» **Source document**
On Sunday we held our annual Birthday Banquet where we dined on a delicious feast, celebrated everyone who has a summer birthday, heard greetings from around the nation and world, and sent our first session boys off in style. Massive thanks are due to our kitchen crew, Bean Soup editors, art staff, and office folks for all of their work in making this special event another resounding success. We had birthday greetings from our international campers, representing the UK, France, Austria, Spain, and South Africa; the red-headed members of our community; in Mandarin from staff members; and a Texas-sized one from our campers and staff from the Lone Star State. After the greetings, Dan and Nolan read personal birthday limericks for each celebrant. Weaving in humor, compliments, and nods to favorite camp activities, these odes gave each birthday boy and girl another special moment in the spotlight. Before heading down to the Senior Lodge for the first session awards ceremony, we took the rare (and we think actually never-before-done at Pemi) opportunity to recognize a camper with one of our major end-of-season awards at the halfway mark. For his unsurpassable passion for, dedication to, and talent in the music program, Wallace Snow was awarded Doc Reed’s Musician Trophy. If another boy equally deserves recognition by the end of the summer, we will award co-winners, but Wally was so undeniably worthy of this honor that we wanted him present, as a first session 15-year-old, when he received this honor.

» **Extracted entries**
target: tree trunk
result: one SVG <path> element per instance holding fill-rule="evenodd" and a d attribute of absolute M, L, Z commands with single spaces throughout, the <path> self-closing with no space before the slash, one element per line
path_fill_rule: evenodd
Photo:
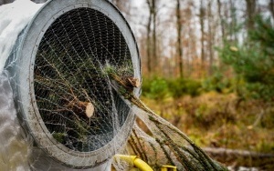
<path fill-rule="evenodd" d="M 206 61 L 206 56 L 205 56 L 205 22 L 204 22 L 204 16 L 205 16 L 205 8 L 203 5 L 203 0 L 200 1 L 200 25 L 201 25 L 201 68 L 204 70 L 205 66 L 205 61 Z"/>
<path fill-rule="evenodd" d="M 149 0 L 146 1 L 148 6 L 149 6 L 149 18 L 146 25 L 146 55 L 147 55 L 147 69 L 148 72 L 152 72 L 152 55 L 151 55 L 151 25 L 152 25 L 152 8 L 151 8 L 151 3 Z"/>
<path fill-rule="evenodd" d="M 181 23 L 181 3 L 177 0 L 176 5 L 176 18 L 177 18 L 177 55 L 179 62 L 179 73 L 180 77 L 184 77 L 184 68 L 183 68 L 183 50 L 182 50 L 182 23 Z"/>
<path fill-rule="evenodd" d="M 152 15 L 153 15 L 153 68 L 157 69 L 158 66 L 158 56 L 157 56 L 157 41 L 156 41 L 156 5 L 155 0 L 152 0 Z"/>
<path fill-rule="evenodd" d="M 247 26 L 248 30 L 254 29 L 254 16 L 256 15 L 256 0 L 246 0 L 247 3 Z"/>
<path fill-rule="evenodd" d="M 209 68 L 208 68 L 208 73 L 209 75 L 213 74 L 212 71 L 212 67 L 213 67 L 213 39 L 214 39 L 214 35 L 212 34 L 212 24 L 213 24 L 213 20 L 212 20 L 212 12 L 211 12 L 211 1 L 208 1 L 207 4 L 207 27 L 208 27 L 208 36 L 207 36 L 207 44 L 208 44 L 208 53 L 209 53 Z"/>
<path fill-rule="evenodd" d="M 274 0 L 269 0 L 269 10 L 274 19 Z"/>
<path fill-rule="evenodd" d="M 222 32 L 222 41 L 225 40 L 225 26 L 224 26 L 224 19 L 222 17 L 222 4 L 220 0 L 217 0 L 217 5 L 218 5 L 218 15 L 219 15 L 219 19 L 220 19 L 220 26 L 221 26 L 221 32 Z"/>

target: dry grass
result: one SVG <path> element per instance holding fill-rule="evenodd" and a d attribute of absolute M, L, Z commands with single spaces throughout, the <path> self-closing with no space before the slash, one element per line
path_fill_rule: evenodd
<path fill-rule="evenodd" d="M 274 108 L 265 108 L 260 122 L 250 126 L 265 106 L 260 101 L 239 101 L 234 94 L 216 92 L 176 100 L 142 97 L 142 101 L 200 146 L 274 153 Z"/>

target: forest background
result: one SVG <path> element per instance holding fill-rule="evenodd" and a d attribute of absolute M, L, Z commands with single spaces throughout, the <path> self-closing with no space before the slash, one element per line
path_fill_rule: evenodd
<path fill-rule="evenodd" d="M 274 1 L 112 2 L 138 42 L 142 100 L 200 146 L 233 149 L 219 161 L 273 169 Z"/>
<path fill-rule="evenodd" d="M 141 99 L 209 153 L 232 149 L 219 161 L 273 169 L 274 0 L 111 2 L 138 43 Z"/>

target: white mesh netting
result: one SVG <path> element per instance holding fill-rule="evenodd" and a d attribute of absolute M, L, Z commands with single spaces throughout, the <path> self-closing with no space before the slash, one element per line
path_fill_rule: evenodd
<path fill-rule="evenodd" d="M 36 16 L 31 13 L 27 21 L 35 17 L 35 22 L 15 32 L 11 52 L 6 46 L 2 50 L 2 86 L 12 84 L 21 126 L 14 104 L 8 105 L 10 112 L 5 113 L 2 106 L 1 117 L 8 113 L 13 116 L 3 119 L 6 126 L 0 132 L 1 140 L 8 135 L 21 143 L 14 146 L 2 140 L 10 155 L 2 157 L 1 166 L 7 170 L 68 170 L 107 162 L 94 170 L 110 170 L 111 156 L 125 153 L 139 156 L 155 170 L 163 165 L 176 166 L 178 170 L 226 170 L 136 97 L 141 80 L 137 47 L 124 19 L 109 2 L 56 2 L 50 1 Z M 25 25 L 27 21 L 22 19 Z M 3 91 L 11 92 L 8 87 Z M 3 95 L 2 100 L 11 101 L 11 93 Z M 129 148 L 120 151 L 132 128 L 133 114 L 150 132 L 135 124 Z M 6 123 L 16 127 L 12 134 Z M 6 164 L 14 154 L 25 160 Z M 117 170 L 132 166 L 119 160 L 113 166 Z"/>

» **Directions**
According to the camp banquet account, which trophy was Wallace Snow awarded? The rows are drawn from a separate source.

» **Problem solution**
Doc Reed’s Musician Trophy.